Disclosure of Invention

According to a first aspect thereof, the present invention relates to a portable device for cleaning, sterilizing and disinfecting various types of objects, comprising:

a cleaning spray gun for washing using steam and suction or blowing air at the same time, and sterilizing and disinfecting by spraying a disinfectant, the cleaning spray gun comprising:

a first fluid circuit, called suction or insufflation circuit, comprising: a first air connection end piece designed to be connected to a suction and/or blowing device, at least one nozzle for sucking or blowing air to the outside, a duct connecting said first air connection end piece to said suction or blowing nozzle;

a second fluid circuit, called steam generation circuit, comprising: a second air connection end piece designed to be connected to an air blowing device, a water tank, a water atomization chamber designed to spray water from the water tank in the form of droplets in an air flow from the second air connection end piece, means for generating vapor droplets from the sprayed droplets, at least one nozzle for spraying water vapor to the outside, a conduit passing through the water tank, the atomization nozzle and the means for generating vapor droplets, connecting the second air connection end piece to the water vapor spray nozzle;

a third fluid circuit, called disinfectant spraying circuit, comprising a third air connection end piece designed to be connected to an insufflation means, a storage tank for storing a mixture of disinfectant, at least one nozzle for atomizing and spraying the disinfectant, designed to spray the disinfectant from the storage tank in the form of droplets in the air flow from the third air connection end piece and then to spray the sprayed droplets outwards, a conduit connecting the third air connection end piece to the nozzle for atomizing and spraying disinfectant;

a power cable connected to the spray gun for supplying electrical energy to the steam generating device;

a suction/blow line connected to the first fluid circuit;

an insufflation line connected to the second fluid circuit and the third fluid circuit;

a human-machine interface connected to the command and control unit for the blowing or aspirating means, designed to allow the user to control the latter so that the spray gun operates in the aspirating or blowing cycle, possibly in combination with the steam spraying cycle, or in the disinfectant spraying cycle.

-- -- --

» EXERCISE TASK 1:
Summarize the disclosure passage in two sentences.

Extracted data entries
-- -- --

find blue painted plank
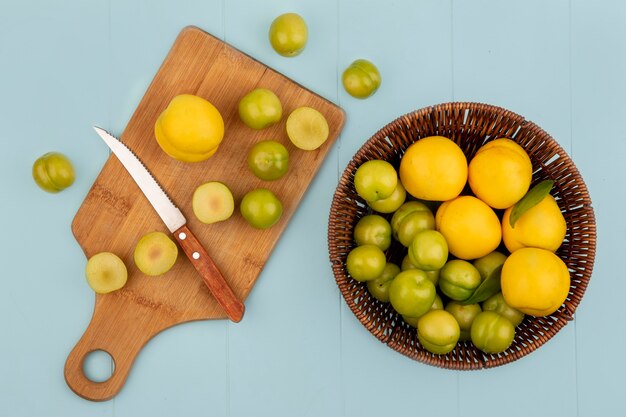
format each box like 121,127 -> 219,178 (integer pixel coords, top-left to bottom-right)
0,1 -> 112,416
571,0 -> 626,416
338,1 -> 458,416
453,0 -> 577,416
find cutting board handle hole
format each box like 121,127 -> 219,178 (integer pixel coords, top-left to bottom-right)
83,349 -> 115,382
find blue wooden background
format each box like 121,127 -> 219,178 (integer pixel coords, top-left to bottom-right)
0,0 -> 626,417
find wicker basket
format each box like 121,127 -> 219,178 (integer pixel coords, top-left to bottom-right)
328,103 -> 596,370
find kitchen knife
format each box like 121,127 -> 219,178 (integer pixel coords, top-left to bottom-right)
94,126 -> 245,322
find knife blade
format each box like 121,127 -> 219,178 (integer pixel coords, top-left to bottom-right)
94,126 -> 245,322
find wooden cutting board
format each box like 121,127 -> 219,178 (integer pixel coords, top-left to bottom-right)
65,27 -> 344,401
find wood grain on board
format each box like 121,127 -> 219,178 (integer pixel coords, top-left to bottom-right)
65,27 -> 344,401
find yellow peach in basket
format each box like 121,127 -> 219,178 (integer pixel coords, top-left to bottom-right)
468,138 -> 533,209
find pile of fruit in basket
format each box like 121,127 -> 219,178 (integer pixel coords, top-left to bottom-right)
346,136 -> 570,354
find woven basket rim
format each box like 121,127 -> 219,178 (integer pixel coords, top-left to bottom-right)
328,101 -> 596,370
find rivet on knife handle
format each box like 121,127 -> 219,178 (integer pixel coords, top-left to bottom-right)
174,225 -> 245,322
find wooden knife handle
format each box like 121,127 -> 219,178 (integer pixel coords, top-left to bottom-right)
174,225 -> 245,323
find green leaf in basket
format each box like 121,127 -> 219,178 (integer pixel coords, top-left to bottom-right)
463,265 -> 502,304
509,180 -> 554,227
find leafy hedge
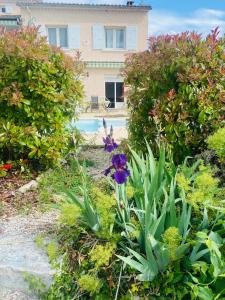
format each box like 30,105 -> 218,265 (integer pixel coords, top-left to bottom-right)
124,29 -> 225,161
42,147 -> 225,300
0,27 -> 83,165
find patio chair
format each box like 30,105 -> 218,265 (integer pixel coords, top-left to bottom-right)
91,96 -> 99,111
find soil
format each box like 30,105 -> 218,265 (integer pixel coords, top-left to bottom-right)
0,172 -> 38,217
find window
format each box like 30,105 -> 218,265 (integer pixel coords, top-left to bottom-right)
105,81 -> 124,108
105,28 -> 125,49
48,27 -> 68,48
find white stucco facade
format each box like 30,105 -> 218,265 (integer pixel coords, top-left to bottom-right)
3,1 -> 150,108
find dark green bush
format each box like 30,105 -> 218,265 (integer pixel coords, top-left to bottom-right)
0,27 -> 83,166
124,29 -> 225,161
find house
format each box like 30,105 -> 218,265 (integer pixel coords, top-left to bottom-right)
0,0 -> 21,30
18,1 -> 151,108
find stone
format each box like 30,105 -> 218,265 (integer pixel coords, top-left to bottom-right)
0,211 -> 58,300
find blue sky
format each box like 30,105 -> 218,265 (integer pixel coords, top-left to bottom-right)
46,0 -> 225,35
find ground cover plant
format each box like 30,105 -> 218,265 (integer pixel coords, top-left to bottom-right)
0,27 -> 83,168
33,123 -> 225,300
124,29 -> 225,162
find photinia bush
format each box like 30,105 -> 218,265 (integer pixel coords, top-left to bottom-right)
0,27 -> 83,166
124,29 -> 225,161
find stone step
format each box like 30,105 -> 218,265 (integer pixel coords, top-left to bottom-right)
0,214 -> 58,300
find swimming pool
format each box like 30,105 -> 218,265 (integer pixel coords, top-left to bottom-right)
71,118 -> 127,133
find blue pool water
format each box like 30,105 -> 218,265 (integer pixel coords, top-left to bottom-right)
71,119 -> 126,132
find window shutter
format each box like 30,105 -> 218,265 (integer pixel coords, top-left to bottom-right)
38,24 -> 47,36
5,6 -> 13,14
126,26 -> 137,50
68,24 -> 80,49
92,25 -> 105,50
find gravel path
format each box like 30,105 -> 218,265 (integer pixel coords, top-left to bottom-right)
0,211 -> 57,300
0,147 -> 110,300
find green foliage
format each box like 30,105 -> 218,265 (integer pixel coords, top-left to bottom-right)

-- -- --

» EXERCISE TASK 2:
Repeat the rows of the extracted data entries from the first line through the line containing "83,349 -> 115,382", including both ends, and leave out the pictures.

» PROBLEM SOLUTION 1:
The disclosure passage describes a portable device for cleaning, sterilizing and disinfecting various objects, built around a spray gun that washes with steam while sucking or blowing air and that sprays a disinfectant. The gun has three fluid circuits, one for suction or insufflation, one for steam generation and one for disinfectant spraying, and the passage also lists a power cable, a suction/blow line, an insufflation line and a human-machine interface that lets the user set the operating cycle.

» PROBLEM SOLUTION 2:
find blue painted plank
format each box like 121,127 -> 219,178 (integer pixel coords, top-left to bottom-right)
0,1 -> 112,416
571,0 -> 626,416
338,1 -> 458,416
453,0 -> 577,416
find cutting board handle hole
format each box like 121,127 -> 219,178 (integer pixel coords, top-left to bottom-right)
83,349 -> 115,382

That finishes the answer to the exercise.